EXTRACT TO READ section start

Outlining the main features of his Department’s Budget for 2014, the Minister for Agriculture, Food and the Marine, Simon Coveney, TD today announced funding of €1.203 billion to fund the full range of his Department’s activities in 2014. The Minister said he is determined to build on the progress achieved in recent years in developing the agri food sector and, in particular, to further contribute to the future growth and prosperity that the sector can achieve for Ireland, expanding its revenue base through growth in export earnings.

In spite of the very difficult budgetary arithmetic, the Minister managed to identify a fund of €23 million to support a new Beef Genomics Scheme which will further progress the genetic quality of Irish beef and deliver world best practice in beef traceability.  

Funding for 2014

The Minister said that the Exchequer contribution to the Vote of his Department will amount to some €1,203 million in 2014, which is comprised of some €1,019.2 million in current expenditure and €183.7 million capital expenditure.  While this represents a modest fall in overall terms in 2014, reflecting the reality of macro level budgetary constraints, it is also worth noting that some agriculture schemes are coming to the end of their natural life and separately, the Department continues to reduce the administrative cost of delivering its programmes for farmers and the agri-food sector as part of its reform programme.

Key Priorities

This year’s Budget is consistent with last year’s Budget in terms of priorities

  • Supporting Vulnerable Sectors and protecting the incomes of family farms
  • Supporting small  farm holdings in disadvantaged areas
  • Taxation measures to restructure, modernise and promote growth in the agri-food and farming sector
  • Providing support programmes in line with the targets of Food Harvest 2020, in particular job creation
  • Supporting the future of the sector through new research and development funding and through investment in food safety and animal health and welfare controls
  • A continued programme of reform within the Department and its Agencies aimed at continued improvement in service delivery and reducing costs. 

Sector Overview

The agri-food and fishing industry is enjoying a period of strong success and all signs point to continuous growth for the sector.  In 2012, food and drink exports exceeded €9 billion for the first time which means that over the last three years these exports have risen by 28%, or €2bn, in total. This trend is continuing; the latest CSO figures for food & beverage exports show a 7% rise in the first half of 2013 as compared to the same period in 2012.

There is a parallel upturn in employment figures in the food and drink sector over the past two years.  Forfás estimates that job numbers have grown by over 1,300 in 2012 and I believe that some element of this trend can be attributed to the work being done by the Government and the Food Harvest Implementation Committee to grow this, our most important indigenous sector”.

Supporting Vulnerable Sectors

In relation to supporting vulnerable sectors, Minister Coveney stated “maintaining the current level of payments under the Disadvantaged Areas Scheme is a key priority for which I have allocated €195 million in 2014 and I have also increased the Grassland Sheep Scheme to €15 million in 2014”.

EXTRACT TO READ section end
SUPPLIED DATA section start

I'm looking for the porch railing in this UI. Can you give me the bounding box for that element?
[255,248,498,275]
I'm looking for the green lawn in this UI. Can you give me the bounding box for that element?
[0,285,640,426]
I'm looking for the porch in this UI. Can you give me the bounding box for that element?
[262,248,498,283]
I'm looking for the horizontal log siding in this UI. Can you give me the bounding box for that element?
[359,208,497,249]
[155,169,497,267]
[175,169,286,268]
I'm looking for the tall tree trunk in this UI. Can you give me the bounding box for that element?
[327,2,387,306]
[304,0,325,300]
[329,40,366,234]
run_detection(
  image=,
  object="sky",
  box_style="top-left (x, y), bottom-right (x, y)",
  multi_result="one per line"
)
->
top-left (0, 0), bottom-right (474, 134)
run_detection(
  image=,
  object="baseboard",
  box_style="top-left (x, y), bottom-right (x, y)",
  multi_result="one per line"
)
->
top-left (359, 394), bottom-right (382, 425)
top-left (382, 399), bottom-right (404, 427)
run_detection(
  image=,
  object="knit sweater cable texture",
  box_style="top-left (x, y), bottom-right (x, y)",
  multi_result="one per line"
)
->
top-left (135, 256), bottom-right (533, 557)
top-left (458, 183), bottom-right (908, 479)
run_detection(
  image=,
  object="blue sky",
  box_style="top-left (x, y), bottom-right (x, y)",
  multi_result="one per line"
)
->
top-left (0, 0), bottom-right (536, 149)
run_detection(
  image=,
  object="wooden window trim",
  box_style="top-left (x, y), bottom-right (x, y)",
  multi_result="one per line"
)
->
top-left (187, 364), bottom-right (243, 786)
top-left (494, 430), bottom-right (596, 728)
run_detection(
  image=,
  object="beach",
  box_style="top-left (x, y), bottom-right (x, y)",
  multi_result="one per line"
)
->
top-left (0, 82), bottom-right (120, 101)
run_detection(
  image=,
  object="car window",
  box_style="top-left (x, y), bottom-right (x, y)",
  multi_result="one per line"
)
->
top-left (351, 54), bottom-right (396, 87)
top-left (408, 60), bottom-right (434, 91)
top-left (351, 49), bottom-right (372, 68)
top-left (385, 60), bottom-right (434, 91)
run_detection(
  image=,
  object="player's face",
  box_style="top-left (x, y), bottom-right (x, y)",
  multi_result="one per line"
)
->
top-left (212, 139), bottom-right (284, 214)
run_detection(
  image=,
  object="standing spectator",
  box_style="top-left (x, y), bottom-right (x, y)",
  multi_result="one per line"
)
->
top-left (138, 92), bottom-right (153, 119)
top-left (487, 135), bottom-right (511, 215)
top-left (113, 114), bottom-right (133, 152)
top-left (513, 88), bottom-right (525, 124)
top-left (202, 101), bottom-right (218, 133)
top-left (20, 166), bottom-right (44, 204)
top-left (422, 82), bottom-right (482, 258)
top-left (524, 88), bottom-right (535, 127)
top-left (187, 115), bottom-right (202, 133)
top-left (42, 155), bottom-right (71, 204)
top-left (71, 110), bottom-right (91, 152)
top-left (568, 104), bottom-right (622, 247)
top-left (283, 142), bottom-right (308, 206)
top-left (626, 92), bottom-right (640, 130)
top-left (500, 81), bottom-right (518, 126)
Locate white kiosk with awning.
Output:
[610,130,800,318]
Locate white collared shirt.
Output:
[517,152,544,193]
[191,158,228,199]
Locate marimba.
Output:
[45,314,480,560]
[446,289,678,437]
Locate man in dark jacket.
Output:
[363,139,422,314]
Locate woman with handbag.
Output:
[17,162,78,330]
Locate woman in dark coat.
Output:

SUPPLIED DATA section end

=== INSTRUCTIONS TO FOLLOW ===
Answer these questions from the 2014 agriculture budget text.
1. How much money was found for the new Beef Genomics Scheme?
2. How much of the Department's 2014 funding is capital expenditure?
3. How much is allocated to the Disadvantaged Areas Scheme in 2014?

=== EXERCISE RESPONSE ===
1. €23 million
2. €183.7 million
3. €195 million